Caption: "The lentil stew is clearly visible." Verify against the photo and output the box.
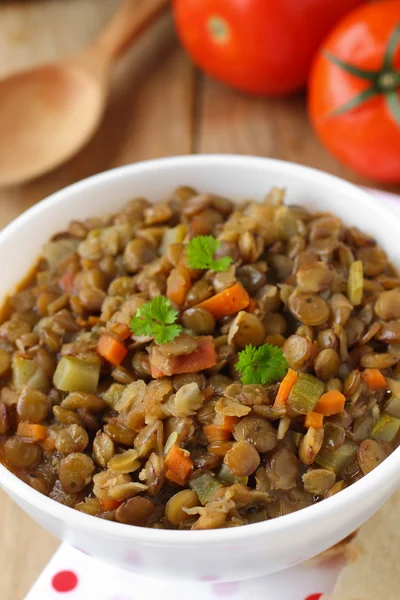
[0,186,399,530]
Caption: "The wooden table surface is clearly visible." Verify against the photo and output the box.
[0,2,398,598]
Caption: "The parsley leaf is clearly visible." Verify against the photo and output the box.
[236,344,288,386]
[186,235,233,272]
[130,296,182,345]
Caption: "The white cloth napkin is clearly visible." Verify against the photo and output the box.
[23,186,400,600]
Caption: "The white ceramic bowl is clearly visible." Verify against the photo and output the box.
[1,155,400,582]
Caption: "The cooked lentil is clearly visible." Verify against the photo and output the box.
[0,187,399,530]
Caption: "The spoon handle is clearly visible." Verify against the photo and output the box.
[94,0,170,61]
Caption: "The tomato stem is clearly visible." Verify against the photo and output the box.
[378,72,400,92]
[207,16,230,45]
[324,22,400,127]
[323,52,377,81]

**Exercise directions:**
Starting at the line that contains "tomato stem is", repeat each line exactly through the last one in the listing. Include both of those lines and nothing more.

**Exercise response:**
Caption: "The tomato stem is clearly visible." Verify against the photo and output the box.
[378,72,400,92]
[207,16,230,45]
[324,22,400,127]
[323,52,377,81]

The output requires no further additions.